In the engine patent text below, rewrite the part from "In addition, the" to "means for solution.", swapping "revolution control apparatuses" for "speed control apparatuses".

— TEXT TO READ —
%%

In addition, it is also possible that the feedback revolution switching means feeds back the revolution that is obtained by retroactively averaging the revolutions from the cylinder immediately prior to a cylinder before the cylinder that is immediately prior when operating under a reduced number of cylinders. Thus, it is possible to keep hatching of the fuel injection amount from occurring due to a marked increase in the fuel injection amount in the cylinder following a stopped cylinder, and this makes it possible to alleviate discrepancies in the exhaust temperature among the cylinders.
In regard to finding the average revolution from the cylinder immediately prior to a cylinder before the immediately prior cylinder, the number of retroactive cylinders may be an integer multiple of the number of engine cylinders. Thus, the engine revolution in the expansion stroke of all cylinders of the internal combustion engine is reflected in the feedback revolution, so that the effects of rotation fluctuation can be eased regardless of the target revolution or the engine load in the revolution.
Further, it is also possible that the feedback revolution switching means feeds back the engine revolution of the cylinder immediately prior when the internal combustion engine is idling. Doing this improves the responsiveness to acceleration commands and fluctuations in the engine load.
Further, if the feedback revolution switching means has estimated the fluctuation in the engine load from a clutch disengage signal, etc., then it can feed back the engine revolution of the cylinder immediately prior during a predetermined load correspond period. Doing this allows drops in engine rotation during load fluctuation to be inhibited. In this case, it is preferable that the load correspond period can be set freely. Thus, even if the period from a fluctuation in the load until the transition to a constant operation state differs for each internal combustion engine depending on the engine type, individual differences or wear due to age, adjustments for such individual differences and wear due to age are possible.
In addition, the scope of the technical idea of the invention also includes an internal combustion engine that is furnished with any one of the revolution control apparatuses presented in the above means for solution.

EFFECTS OF THE INVENTION

As illustrated above, in the invention the engine revolution that is feed back in order to determine the fuel injection amount is a revolution that is obtained by averaging the revolution from the cylinder immediately prior to a cylinder before that cylinder immediately prior, and this allows the number of previous cylinders to be used to calculate the average to be switched according to the engine operation state, and by selecting the feedback revolution, it is possible to achieve a balance between an increase in responsiveness during periods of transition such as load fluctuation and when an acceleration or deceleration command has been made, and an increase in operation stability when the internal combustion engine is in a steady operation state.

BRIEF DESCRIPTION OF THE DRAWINGS

FIG. 1 is a diagram showing the accumulator fuel injection apparatus according to an embodiment;
FIG. 2 is a control block diagram for determining the fuel injection amount;
FIG. 3 is a diagram that shows how the engine revolution fluctuates in this embodiment;
FIG. 4 is a diagram that shows the relationship between the cylinder number and the exhaust temperature in this embodiment;
FIG. 5 is a diagram for describing the change in engine revolution when the ordered revolution suddenly rises, where FIG. 5(a) shows the instructed revolution signal, FIG. 5(b) shows the change in the engine revolution in the case of “multiple average feedback control,” and FIG. 5(c) shows the change in engine revolution in the case of “immediately prior cylinder feedback control;”

%%

— PROVIDED RECORDS —
%%

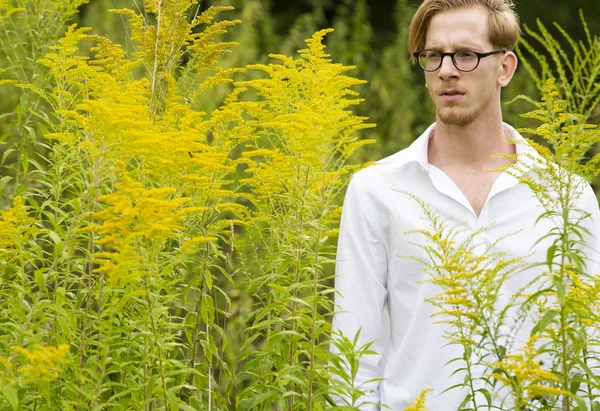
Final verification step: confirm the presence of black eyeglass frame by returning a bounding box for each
[413,49,508,73]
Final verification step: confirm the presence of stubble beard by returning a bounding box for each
[435,86,493,127]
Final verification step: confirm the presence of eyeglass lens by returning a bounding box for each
[419,50,479,71]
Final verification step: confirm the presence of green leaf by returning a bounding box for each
[200,295,215,324]
[2,388,21,411]
[531,310,558,335]
[498,345,506,361]
[34,270,46,291]
[569,373,584,394]
[546,244,558,271]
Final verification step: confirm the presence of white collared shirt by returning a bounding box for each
[334,124,600,411]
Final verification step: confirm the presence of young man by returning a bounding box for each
[334,0,600,411]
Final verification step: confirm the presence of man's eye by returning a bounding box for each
[456,51,477,60]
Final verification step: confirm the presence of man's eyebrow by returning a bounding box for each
[425,44,484,51]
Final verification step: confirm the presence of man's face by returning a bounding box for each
[425,6,502,126]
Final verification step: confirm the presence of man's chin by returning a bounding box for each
[437,109,474,126]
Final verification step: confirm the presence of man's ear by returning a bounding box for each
[498,51,517,87]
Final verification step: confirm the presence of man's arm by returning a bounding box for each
[332,172,387,411]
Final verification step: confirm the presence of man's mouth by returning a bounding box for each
[440,89,465,101]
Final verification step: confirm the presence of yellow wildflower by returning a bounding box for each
[12,344,69,383]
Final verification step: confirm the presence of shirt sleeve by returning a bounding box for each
[332,172,387,411]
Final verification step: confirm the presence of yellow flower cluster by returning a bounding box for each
[404,388,431,411]
[492,334,571,410]
[81,161,217,286]
[0,197,40,264]
[12,344,69,383]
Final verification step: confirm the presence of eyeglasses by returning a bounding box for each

%%

— ANSWER TO THE EXERCISE —
In addition, the scope of the technical idea of the invention also includes an internal combustion engine that is furnished with any one of the speed control apparatuses presented in the above means for solution.